• **Material**
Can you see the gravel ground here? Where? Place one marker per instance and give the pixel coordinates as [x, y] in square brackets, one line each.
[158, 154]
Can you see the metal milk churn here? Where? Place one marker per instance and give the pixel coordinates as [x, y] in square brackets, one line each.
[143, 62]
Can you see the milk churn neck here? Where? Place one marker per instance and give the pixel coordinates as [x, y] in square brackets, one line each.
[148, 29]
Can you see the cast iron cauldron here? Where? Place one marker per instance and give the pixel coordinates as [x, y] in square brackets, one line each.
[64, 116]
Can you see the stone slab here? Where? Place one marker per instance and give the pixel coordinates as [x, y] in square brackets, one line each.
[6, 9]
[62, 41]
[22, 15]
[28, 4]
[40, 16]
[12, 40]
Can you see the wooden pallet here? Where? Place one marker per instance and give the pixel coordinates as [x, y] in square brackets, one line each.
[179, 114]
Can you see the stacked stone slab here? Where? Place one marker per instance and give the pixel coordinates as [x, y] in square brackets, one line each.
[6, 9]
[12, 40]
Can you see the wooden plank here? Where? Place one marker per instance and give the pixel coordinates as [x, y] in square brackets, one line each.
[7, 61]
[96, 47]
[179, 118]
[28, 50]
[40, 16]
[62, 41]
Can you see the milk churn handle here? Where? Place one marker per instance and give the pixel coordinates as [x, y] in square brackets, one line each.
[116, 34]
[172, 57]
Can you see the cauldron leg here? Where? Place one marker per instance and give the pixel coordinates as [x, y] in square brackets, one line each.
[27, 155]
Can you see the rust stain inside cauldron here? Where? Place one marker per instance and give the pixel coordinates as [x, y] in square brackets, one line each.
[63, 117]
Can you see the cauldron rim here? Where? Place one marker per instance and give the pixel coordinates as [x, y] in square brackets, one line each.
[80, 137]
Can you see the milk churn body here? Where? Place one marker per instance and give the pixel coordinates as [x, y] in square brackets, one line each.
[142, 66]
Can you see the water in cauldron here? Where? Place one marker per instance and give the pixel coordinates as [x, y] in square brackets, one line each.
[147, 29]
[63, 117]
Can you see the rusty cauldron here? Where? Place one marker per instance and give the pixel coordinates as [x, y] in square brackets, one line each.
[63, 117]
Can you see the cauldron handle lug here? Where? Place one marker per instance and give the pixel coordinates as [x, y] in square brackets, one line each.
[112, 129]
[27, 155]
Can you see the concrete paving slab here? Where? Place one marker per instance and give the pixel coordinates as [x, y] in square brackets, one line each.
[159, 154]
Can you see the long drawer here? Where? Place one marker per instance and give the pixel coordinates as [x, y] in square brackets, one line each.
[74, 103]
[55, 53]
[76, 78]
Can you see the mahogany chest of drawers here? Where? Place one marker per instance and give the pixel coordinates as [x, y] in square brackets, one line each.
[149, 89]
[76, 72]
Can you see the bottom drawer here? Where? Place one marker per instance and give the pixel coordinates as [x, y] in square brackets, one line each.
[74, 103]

• **What you need to do**
Write out each of the items above word for word, with no changes.

• **Solution for this task**
Can you see the gravel ground here? Where? Place one marker per instance and give the pixel coordinates as [x, y] in square brackets, one line each.
[158, 154]
Can you see the metal milk churn here? Where? Place one marker per instance and give the pixel coordinates as [x, y] in square brackets, one line each.
[143, 62]
Can you see the milk churn neck here? Where? Place one marker per instance and give the pixel coordinates as [x, y] in square brackets, one line each.
[148, 29]
Can you see the cast iron cauldron here? Where? Place one marker per instance and give the pixel coordinates as [x, y] in square brackets, one line each.
[64, 116]
Can you see the stone slab here? Where? Place one marker per instance and give the pixel coordinates as [x, y] in square brackets, one line each.
[6, 9]
[62, 41]
[22, 15]
[28, 4]
[40, 16]
[12, 40]
Can you see the wooden pallet here? Where? Place one marker per instance and give the pixel coordinates as [x, y] in square brackets, one line each.
[179, 114]
Can you see the stacked stone slab here? Where? Place one marker per instance and give the pixel coordinates as [x, y] in square brackets, one line each.
[6, 9]
[12, 40]
Can you see the wooden plank here? Where? Place one marker per instance and give the pixel coordinates as [x, y] in square brackets, one line each.
[7, 61]
[96, 47]
[179, 118]
[28, 50]
[40, 16]
[62, 41]
Can you see the milk churn handle here? Where? Place one marker per instance and give the pixel coordinates as [x, y] in square brackets, one line each.
[116, 34]
[172, 57]
Can you see the cauldron leg here? Where? Place one marker per instance and give the pixel coordinates as [x, y] in square brackets, one line each.
[27, 155]
Can you see the rust stain inside cauldron here? Where? Place one marker per instance and give the pixel coordinates as [x, y] in square brackets, one line each.
[63, 117]
Can you see the cauldron rim here? Where? Place one marker per instance and give the pixel coordinates as [x, y] in square brackets, one line each.
[80, 137]
Can you see the milk churn body here? Where? Place one marker per instance and give the pixel coordinates as [x, y] in square brackets, one line each.
[142, 66]
Can you see the water in cauldron here? Where? Place one marker per instance and give the pixel coordinates as [x, y] in square brackets, one line each.
[147, 29]
[63, 117]
Can you see the rusty cauldron here? Where? Place one marker per instance and give the pixel coordinates as [x, y] in square brackets, one line each.
[63, 117]
Can you see the cauldron handle lug here? Where? Place one marker per instance and give the pixel coordinates as [x, y] in square brackets, one line each.
[112, 129]
[27, 155]
Can you see the concrete paving slab here? Where? Place one marker per instance and give the pixel coordinates as [x, y] in square brackets, one line each.
[159, 154]
Can you see the long drawer here? Where? Place one marker per instance and give the pixel coordinates as [x, y] in square brackets, one line each.
[74, 103]
[55, 53]
[76, 78]
Can you see the mahogany chest of drawers here? Where? Place one marker per instance and give the pixel coordinates as [x, y] in square brackets, one line each.
[149, 89]
[76, 72]
Can you see the bottom drawer here? Where? Place one marker per instance and give the pixel coordinates as [x, y] in square brackets, one line each.
[74, 103]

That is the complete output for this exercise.